Given instruction: Reproduce the data below word for word, starting at the line that contains "Expected output: for each instance of the stone" and ending at the final line of the data.

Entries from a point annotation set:
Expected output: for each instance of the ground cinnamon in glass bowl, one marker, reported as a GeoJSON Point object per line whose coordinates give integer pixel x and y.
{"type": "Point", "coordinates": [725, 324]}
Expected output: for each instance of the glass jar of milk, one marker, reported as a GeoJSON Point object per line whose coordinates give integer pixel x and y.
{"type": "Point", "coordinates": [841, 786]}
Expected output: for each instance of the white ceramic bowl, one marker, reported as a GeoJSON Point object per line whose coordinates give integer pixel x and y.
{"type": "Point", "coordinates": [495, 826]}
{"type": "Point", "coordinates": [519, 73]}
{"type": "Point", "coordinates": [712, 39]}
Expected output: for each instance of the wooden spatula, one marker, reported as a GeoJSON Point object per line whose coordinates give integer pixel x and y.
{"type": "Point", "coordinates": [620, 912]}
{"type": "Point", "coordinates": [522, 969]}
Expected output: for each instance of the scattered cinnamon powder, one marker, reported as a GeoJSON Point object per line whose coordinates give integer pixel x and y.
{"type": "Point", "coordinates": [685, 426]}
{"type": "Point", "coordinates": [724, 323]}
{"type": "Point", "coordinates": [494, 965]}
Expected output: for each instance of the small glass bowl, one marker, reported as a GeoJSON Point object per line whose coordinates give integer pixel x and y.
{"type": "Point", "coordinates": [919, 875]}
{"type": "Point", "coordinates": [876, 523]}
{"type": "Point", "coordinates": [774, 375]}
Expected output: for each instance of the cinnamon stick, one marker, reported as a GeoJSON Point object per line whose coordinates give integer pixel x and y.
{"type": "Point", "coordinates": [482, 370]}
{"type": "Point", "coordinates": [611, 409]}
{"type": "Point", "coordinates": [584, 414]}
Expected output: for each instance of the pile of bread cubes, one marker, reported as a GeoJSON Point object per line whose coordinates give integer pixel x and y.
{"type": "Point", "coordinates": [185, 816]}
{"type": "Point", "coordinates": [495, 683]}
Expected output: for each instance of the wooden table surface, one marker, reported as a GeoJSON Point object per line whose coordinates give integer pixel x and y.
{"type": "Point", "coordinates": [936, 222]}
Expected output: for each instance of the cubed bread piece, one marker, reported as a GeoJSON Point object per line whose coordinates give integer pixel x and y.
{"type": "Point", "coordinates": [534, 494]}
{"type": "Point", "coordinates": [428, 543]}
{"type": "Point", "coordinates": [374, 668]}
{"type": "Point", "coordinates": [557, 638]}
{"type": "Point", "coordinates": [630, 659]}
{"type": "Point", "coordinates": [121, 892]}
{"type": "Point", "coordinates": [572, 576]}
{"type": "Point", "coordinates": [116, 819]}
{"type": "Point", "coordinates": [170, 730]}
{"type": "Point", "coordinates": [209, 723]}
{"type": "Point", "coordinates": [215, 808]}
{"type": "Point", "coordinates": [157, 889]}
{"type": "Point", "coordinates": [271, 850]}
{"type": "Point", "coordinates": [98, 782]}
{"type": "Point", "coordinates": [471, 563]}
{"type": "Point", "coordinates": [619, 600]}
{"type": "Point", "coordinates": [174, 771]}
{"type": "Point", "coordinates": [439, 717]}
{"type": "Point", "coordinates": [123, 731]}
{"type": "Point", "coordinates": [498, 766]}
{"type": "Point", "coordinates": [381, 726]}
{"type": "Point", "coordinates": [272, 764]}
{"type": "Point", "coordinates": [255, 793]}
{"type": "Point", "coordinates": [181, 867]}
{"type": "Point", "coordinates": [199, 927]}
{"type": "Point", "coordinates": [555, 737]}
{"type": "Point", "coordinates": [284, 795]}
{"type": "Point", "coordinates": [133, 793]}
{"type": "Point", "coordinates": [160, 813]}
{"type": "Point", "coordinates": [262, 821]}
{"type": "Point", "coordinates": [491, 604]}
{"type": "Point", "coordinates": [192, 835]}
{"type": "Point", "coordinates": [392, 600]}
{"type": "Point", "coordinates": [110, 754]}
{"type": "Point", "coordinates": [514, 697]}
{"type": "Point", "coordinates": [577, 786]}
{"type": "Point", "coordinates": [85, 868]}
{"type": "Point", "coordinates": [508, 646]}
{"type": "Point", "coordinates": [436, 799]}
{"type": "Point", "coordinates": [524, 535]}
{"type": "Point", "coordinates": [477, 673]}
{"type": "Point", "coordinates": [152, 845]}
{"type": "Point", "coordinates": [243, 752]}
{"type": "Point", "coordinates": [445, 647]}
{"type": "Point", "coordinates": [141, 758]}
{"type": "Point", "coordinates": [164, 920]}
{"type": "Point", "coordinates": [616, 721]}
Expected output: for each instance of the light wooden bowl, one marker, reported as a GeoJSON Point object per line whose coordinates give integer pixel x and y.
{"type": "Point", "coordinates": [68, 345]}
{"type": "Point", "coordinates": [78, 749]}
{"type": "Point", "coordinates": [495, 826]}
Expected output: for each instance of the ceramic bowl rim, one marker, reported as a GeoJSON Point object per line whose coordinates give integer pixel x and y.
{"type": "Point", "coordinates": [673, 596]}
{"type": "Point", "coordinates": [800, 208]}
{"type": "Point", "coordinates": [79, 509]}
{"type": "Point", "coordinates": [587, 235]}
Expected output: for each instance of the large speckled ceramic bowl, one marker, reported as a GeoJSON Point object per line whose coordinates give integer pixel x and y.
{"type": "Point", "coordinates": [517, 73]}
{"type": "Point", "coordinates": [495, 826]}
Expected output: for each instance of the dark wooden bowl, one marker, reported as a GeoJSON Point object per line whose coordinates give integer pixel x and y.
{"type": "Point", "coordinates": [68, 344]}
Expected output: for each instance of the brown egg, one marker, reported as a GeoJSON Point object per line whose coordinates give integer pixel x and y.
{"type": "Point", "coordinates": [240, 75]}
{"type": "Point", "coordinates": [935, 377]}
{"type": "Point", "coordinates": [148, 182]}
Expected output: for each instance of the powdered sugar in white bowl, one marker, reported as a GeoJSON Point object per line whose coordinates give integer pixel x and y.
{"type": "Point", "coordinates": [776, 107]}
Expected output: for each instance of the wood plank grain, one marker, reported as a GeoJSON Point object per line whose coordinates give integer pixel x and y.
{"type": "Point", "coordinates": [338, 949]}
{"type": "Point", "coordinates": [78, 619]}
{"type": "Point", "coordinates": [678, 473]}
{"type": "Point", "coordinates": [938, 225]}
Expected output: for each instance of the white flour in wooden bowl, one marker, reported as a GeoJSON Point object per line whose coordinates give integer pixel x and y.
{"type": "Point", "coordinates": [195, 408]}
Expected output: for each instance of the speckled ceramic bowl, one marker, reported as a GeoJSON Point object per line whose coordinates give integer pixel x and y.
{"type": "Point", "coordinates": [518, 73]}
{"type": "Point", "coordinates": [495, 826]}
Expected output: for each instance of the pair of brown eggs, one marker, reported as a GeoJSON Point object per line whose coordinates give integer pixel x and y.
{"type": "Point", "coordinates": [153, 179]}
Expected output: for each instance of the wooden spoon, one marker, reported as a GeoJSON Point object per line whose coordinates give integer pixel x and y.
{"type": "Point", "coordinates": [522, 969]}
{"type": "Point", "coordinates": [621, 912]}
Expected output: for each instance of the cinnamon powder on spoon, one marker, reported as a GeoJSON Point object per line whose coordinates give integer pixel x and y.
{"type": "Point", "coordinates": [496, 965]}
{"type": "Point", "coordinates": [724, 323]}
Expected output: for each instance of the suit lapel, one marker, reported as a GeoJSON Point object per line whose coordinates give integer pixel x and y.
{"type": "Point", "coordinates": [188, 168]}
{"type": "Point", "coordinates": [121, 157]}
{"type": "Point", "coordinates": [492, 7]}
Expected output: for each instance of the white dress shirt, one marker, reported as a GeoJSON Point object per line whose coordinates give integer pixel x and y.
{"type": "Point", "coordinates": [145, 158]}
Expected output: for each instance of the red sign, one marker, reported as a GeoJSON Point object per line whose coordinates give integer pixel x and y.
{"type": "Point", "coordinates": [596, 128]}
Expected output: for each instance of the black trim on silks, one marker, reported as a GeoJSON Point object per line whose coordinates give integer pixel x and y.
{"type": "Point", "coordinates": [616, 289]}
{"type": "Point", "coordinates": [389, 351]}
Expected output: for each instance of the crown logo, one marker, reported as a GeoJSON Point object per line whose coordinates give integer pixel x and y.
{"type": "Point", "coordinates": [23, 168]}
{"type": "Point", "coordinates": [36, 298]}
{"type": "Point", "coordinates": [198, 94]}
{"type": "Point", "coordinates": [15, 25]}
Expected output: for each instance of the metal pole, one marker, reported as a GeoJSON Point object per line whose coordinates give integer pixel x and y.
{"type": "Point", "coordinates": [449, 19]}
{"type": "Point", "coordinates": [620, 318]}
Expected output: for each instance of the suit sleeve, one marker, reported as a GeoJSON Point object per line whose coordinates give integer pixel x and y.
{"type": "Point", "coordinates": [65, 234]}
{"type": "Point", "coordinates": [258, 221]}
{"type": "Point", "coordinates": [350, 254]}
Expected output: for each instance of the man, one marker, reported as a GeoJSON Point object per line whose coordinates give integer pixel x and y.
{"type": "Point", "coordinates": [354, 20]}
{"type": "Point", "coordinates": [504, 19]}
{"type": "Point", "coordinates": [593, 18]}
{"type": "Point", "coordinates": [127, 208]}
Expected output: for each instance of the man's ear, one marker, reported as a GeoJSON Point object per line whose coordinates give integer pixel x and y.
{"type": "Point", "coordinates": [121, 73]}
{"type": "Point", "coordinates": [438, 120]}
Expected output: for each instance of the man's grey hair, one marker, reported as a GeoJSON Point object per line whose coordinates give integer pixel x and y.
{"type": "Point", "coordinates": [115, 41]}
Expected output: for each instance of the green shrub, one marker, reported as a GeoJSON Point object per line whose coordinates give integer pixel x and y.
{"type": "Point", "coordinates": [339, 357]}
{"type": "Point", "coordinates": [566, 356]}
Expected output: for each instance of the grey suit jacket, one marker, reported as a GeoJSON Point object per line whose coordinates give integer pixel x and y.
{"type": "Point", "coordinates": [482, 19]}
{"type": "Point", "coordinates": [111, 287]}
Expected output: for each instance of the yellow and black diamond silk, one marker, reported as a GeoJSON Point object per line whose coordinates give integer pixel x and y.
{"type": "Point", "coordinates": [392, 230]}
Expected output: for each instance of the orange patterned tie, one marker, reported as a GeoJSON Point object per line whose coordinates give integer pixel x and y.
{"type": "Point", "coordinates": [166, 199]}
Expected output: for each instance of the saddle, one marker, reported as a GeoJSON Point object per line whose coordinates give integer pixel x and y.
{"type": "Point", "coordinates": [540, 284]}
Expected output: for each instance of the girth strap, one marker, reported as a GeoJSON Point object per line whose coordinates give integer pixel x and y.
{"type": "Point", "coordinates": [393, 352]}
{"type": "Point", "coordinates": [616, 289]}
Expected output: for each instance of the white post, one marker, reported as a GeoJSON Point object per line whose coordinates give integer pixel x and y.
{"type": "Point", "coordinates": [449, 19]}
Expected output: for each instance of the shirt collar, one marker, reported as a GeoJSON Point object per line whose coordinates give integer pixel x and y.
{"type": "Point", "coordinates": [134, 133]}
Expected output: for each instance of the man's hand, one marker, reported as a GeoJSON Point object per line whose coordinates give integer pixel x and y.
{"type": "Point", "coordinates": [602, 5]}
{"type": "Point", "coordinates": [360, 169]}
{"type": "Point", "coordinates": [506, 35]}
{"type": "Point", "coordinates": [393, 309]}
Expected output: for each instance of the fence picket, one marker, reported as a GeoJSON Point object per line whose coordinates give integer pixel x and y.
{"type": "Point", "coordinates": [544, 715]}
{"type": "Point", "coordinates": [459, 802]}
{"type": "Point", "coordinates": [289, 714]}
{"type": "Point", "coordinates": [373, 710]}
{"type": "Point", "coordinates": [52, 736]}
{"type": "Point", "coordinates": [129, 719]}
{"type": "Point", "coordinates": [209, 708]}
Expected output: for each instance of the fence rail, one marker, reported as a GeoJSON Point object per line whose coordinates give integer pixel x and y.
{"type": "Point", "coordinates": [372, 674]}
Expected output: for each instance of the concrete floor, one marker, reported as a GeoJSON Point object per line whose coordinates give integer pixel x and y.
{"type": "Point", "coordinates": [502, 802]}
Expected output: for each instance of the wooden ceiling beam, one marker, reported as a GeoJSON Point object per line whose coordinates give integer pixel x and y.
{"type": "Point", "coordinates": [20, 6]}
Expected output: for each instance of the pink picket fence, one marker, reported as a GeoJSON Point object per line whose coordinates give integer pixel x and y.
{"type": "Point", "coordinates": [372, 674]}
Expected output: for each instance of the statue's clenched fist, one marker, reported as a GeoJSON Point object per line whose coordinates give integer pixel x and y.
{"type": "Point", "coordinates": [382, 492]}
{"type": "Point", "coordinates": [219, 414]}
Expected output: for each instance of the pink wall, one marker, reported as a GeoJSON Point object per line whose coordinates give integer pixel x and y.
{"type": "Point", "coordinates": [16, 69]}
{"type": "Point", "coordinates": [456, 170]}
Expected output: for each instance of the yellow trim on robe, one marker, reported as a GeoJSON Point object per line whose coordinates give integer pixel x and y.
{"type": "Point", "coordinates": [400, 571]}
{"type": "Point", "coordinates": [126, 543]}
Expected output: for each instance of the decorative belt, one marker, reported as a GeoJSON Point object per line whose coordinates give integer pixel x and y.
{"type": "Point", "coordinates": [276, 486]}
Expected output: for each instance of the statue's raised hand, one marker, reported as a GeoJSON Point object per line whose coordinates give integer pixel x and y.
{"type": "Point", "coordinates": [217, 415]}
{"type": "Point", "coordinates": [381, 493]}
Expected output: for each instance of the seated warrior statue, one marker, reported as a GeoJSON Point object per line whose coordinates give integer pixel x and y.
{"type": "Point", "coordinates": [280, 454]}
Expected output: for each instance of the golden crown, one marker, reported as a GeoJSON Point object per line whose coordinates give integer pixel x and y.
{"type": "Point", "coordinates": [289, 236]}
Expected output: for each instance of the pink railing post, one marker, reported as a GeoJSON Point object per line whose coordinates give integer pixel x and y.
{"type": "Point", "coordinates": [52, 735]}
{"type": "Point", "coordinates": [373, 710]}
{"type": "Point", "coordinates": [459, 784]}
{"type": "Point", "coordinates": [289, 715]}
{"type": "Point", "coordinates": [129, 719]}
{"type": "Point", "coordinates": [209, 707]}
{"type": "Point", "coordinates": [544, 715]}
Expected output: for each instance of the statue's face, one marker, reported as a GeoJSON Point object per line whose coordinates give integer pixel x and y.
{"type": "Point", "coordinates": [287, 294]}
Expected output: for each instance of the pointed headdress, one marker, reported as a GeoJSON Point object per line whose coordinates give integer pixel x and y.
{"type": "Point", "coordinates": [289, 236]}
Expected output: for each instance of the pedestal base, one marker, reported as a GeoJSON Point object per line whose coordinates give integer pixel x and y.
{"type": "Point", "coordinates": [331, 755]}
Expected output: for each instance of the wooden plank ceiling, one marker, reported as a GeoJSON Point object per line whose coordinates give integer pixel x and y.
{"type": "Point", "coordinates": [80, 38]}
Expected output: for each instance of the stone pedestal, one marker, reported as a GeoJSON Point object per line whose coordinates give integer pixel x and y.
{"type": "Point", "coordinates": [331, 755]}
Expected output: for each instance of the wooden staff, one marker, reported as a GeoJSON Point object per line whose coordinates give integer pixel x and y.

Solution:
Expected output: for each instance of the stone pedestal, one marker, reported as a GeoJSON Point object per line whose coordinates give integer pixel x and y.
{"type": "Point", "coordinates": [331, 755]}
Expected output: for each instance of the wooden staff, one marker, reported as a GeoJSON Point object per line whose coordinates give integer pixel x and y.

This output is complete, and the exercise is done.